Consignes de travail:
A - Selon le texte sur la parentalité et les diagnostics psychiatriques, dans quelle ville s'est tenue la première Mad Pride de Suisse ?
B - Reprenez, s'il vous plaît, le texte sur la parentalité et les diagnostics psychiatriques à la suite de sa dernière phrase.

Texte du document:
_ _ _ _ _
L’article laisse entendre, et c’est regrettable, que la présence de gardiens, matons et autre Sécuritas serait légitime dans un hôpital dont la mission est d’accueillir des personnes que seule leur détresse et le mur d’incommunicabilité qu’il érige autour d’elles entraînent à des réactions extrêmes.

Mme Shirin Hatam

Juriste, titulaire du brevet d’avocat

 

Parentalité, diagnostics et expertise

En réaction à l’article intitulé « Garde d’enfants: experte psychiatre blanchie », paru le 11 octobre 2019 dans Le Temps :

L’association romande Pro Mente Sana tient à rappeler que notre pays est signataires de conventions internationales interdisant la discrimination des personnes souffrant de troubles psychiques.

Rien ne nous est dit dans cet article sur la seule question qui importe, celle de savoir si ces parents se sont montrés ou non maltraitants. Si cela a été le cas, alors c’est la maltraitance qui doit être évoquée à l’appui d’une restriction des droits parentaux, mais en aucun cas le diagnostic psychiatrique !

Le calendrier est ironique, puisqu’avait eu lieu la veille à Genève la première Mad Pride de Suisse, organisée par la Coraasp (association faîtière romande d’action en santé psychique) et la fondation Trajets, avec le soutien affirmé des HUG.
_ _ _ _ _
Les données:
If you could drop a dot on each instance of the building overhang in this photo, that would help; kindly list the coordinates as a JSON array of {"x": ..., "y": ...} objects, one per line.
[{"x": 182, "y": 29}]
_ _ _ _ _
Réponses par tâche:
A - À Genève.

B -
Tout le monde paraît donc d’accord pour combattre la stigmatisation. L’article décrit pourtant une discrimination grave : l’utilisation d’un diagnostic psychiatrique à l’appui d’une séparation parent / enfant, contraire aussi bien à la Convention des Droits de l’Enfant qu’à la Convention de l’ONU relative aux droits des personnes handicapées. Le problème ici est bien celui de lier la capacité d’être parent à un diagnostic psychiatrique qui ne donne en soi aucune information sur la relation parent-enfant !

La Cour des Comptes du canton de Genève venait quant à d’indiquer dans son rapport annuel que (nous soulignons) : « près de trois ans après le rapport, (elle) ne (constatait) aucun renforcement des mesures de soutien à la parentalité, « alors qu’elles sont indispensables pour favoriser le retour des mineurs dans leur famille et soulager les organismes d’accueil, qui demeurent surchargés ».

Tant mieux donc si les expertises réalisées ont été conduite conformément aux règles de l’art, c’est bien en fait la moindre des choses ! L’arbre de cette conformité de l’expertise ne doit toutefois pas cacher la forêt : il existe une inadéquation problématique entre les réponses administratives et judiciaires et les besoins des parents en état de vulnérabilité psychique. Ainsi qu’une défaillance de l’État à instaurer des modalités de soutien à la parentalité adéquats.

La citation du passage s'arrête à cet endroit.